BRIEF =>
Using the graphene news text below, explain in one to three sentences why near-infrared light drives the soft robot proposed by researchers at Xi'an Jiaotong University.
--- QUOTED PASSAGE Enclosed Below ---
GNPs - Page 13

Researchers from China's Xi'an Jiaotong University suggest a new bio-inspired soft robot platform made from graphene composites. The graphene robot is driven by near-infrared (nIR) light as graphene has excellent photothermal conversion efficiency in the nIR light band.

The team suggests building a microfish made from graphene and polymers. The microfish is controlled by nIR light. This is bilayer (pure-PDMS and GNP-PDMS) platform that is easily produced by scraping coating and spin coating processing. The bilayer platform is a soft photoresponsive material that can work in both air and water.

Haydale ordered two new plasma reactors from Tantec, and should receive those new reactors in December 2014. This will allow Haydale to increase graphene production capacity and increase operational flexibility.
--- End of Enclosed QUOTED PASSAGE ---
--- THE DATA Enclosed Below ---
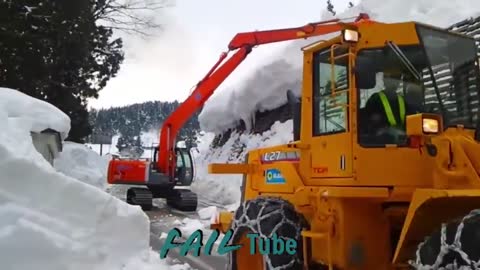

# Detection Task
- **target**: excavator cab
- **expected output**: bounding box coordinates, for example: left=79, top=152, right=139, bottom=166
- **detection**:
left=174, top=147, right=194, bottom=186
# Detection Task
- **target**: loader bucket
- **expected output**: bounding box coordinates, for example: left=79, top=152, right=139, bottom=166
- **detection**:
left=393, top=189, right=480, bottom=264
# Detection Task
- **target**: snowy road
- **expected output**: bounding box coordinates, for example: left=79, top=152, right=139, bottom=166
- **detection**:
left=146, top=197, right=227, bottom=270
left=108, top=185, right=227, bottom=270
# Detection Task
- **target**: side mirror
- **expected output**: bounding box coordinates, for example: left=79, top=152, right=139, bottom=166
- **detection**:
left=355, top=57, right=377, bottom=89
left=287, top=89, right=302, bottom=141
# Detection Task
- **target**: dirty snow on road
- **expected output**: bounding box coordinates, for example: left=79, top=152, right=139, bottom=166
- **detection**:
left=0, top=88, right=188, bottom=270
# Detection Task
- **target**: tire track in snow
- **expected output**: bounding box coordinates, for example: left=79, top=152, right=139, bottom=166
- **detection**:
left=146, top=199, right=227, bottom=270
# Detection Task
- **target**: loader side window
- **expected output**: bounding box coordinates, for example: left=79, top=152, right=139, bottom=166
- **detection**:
left=312, top=45, right=349, bottom=136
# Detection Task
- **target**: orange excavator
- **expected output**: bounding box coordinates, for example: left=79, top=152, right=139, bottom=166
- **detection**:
left=108, top=14, right=369, bottom=211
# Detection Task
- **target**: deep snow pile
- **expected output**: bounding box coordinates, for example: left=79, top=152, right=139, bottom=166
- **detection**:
left=199, top=0, right=480, bottom=132
left=0, top=87, right=70, bottom=139
left=192, top=120, right=293, bottom=206
left=54, top=142, right=110, bottom=190
left=0, top=89, right=172, bottom=270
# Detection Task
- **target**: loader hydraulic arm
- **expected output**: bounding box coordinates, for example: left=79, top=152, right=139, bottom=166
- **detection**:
left=157, top=13, right=369, bottom=176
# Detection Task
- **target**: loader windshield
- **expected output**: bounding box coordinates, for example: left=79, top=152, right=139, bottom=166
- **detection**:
left=357, top=25, right=479, bottom=147
left=417, top=25, right=479, bottom=128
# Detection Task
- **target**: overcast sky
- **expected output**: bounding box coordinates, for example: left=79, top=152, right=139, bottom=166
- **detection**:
left=89, top=0, right=358, bottom=108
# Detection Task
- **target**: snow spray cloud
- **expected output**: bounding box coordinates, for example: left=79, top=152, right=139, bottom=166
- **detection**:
left=199, top=0, right=480, bottom=133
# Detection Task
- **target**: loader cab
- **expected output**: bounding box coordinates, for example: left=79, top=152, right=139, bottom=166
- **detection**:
left=298, top=22, right=480, bottom=183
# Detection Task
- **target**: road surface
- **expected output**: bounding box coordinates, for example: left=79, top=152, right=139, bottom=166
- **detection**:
left=146, top=199, right=227, bottom=270
left=107, top=185, right=227, bottom=270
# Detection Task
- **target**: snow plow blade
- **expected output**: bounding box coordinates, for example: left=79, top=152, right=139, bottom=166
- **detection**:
left=393, top=189, right=480, bottom=264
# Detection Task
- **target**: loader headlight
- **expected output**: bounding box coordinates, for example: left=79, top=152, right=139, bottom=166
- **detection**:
left=342, top=29, right=359, bottom=42
left=422, top=118, right=440, bottom=134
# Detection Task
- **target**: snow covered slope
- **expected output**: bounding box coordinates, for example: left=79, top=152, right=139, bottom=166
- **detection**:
left=0, top=87, right=70, bottom=139
left=0, top=89, right=173, bottom=270
left=54, top=142, right=110, bottom=190
left=199, top=0, right=480, bottom=132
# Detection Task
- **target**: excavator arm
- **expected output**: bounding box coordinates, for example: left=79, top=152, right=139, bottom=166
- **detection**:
left=157, top=13, right=369, bottom=176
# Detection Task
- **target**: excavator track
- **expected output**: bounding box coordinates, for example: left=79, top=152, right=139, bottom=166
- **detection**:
left=127, top=188, right=153, bottom=211
left=167, top=189, right=198, bottom=212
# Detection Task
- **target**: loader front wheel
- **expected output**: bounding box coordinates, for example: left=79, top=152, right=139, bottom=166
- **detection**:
left=411, top=210, right=480, bottom=269
left=229, top=197, right=306, bottom=270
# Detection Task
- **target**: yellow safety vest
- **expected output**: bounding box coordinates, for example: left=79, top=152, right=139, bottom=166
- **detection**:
left=378, top=91, right=405, bottom=127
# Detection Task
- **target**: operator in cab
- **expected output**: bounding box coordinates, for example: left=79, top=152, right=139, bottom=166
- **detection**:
left=365, top=69, right=419, bottom=144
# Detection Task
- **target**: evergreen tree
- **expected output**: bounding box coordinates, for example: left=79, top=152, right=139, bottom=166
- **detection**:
left=0, top=0, right=123, bottom=142
left=90, top=101, right=200, bottom=151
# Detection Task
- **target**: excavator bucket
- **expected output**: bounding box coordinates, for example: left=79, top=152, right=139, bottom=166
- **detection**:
left=393, top=189, right=480, bottom=264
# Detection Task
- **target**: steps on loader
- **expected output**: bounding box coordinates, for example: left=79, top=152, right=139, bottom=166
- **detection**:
left=127, top=188, right=153, bottom=211
left=167, top=189, right=198, bottom=212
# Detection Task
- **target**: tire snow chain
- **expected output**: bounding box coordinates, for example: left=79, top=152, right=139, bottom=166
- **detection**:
left=409, top=209, right=480, bottom=270
left=229, top=198, right=301, bottom=270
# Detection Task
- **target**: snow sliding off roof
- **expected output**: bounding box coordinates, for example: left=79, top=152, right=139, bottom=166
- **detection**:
left=199, top=0, right=480, bottom=132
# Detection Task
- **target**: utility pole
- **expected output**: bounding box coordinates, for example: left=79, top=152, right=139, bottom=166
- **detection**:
left=92, top=133, right=112, bottom=156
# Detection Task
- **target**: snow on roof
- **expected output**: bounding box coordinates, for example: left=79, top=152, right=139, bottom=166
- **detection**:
left=199, top=0, right=480, bottom=132
left=0, top=87, right=70, bottom=140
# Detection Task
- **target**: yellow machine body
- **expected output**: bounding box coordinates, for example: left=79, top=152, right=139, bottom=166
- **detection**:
left=209, top=19, right=480, bottom=270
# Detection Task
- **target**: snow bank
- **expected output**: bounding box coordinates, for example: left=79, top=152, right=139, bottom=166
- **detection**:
left=192, top=120, right=293, bottom=205
left=0, top=87, right=70, bottom=139
left=0, top=89, right=173, bottom=270
left=54, top=142, right=110, bottom=190
left=199, top=0, right=480, bottom=132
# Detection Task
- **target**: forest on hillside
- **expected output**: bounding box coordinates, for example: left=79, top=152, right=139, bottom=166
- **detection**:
left=88, top=101, right=200, bottom=155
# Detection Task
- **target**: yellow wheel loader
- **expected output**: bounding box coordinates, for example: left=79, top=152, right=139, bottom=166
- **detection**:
left=209, top=15, right=480, bottom=270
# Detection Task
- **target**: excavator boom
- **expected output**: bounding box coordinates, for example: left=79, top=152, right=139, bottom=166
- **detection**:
left=157, top=13, right=369, bottom=176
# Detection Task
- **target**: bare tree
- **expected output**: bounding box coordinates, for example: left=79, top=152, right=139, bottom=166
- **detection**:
left=94, top=0, right=174, bottom=37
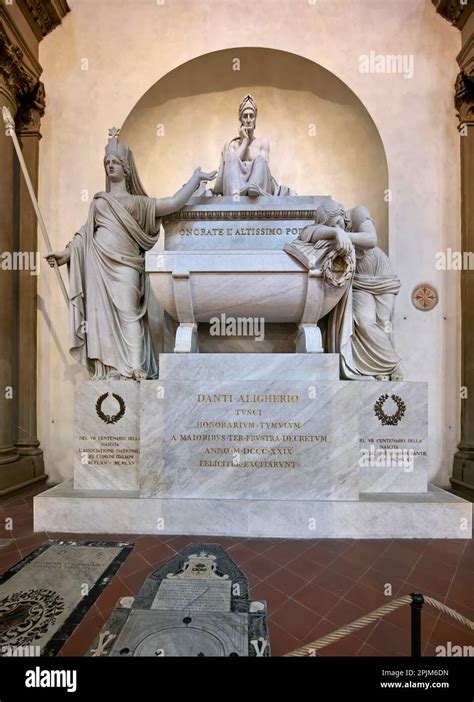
--- End of Enclosed THE DATA ---
YOUR RESPONSE =>
Near-infrared light drives the robot because graphene has excellent photothermal conversion efficiency in the near-infrared light band.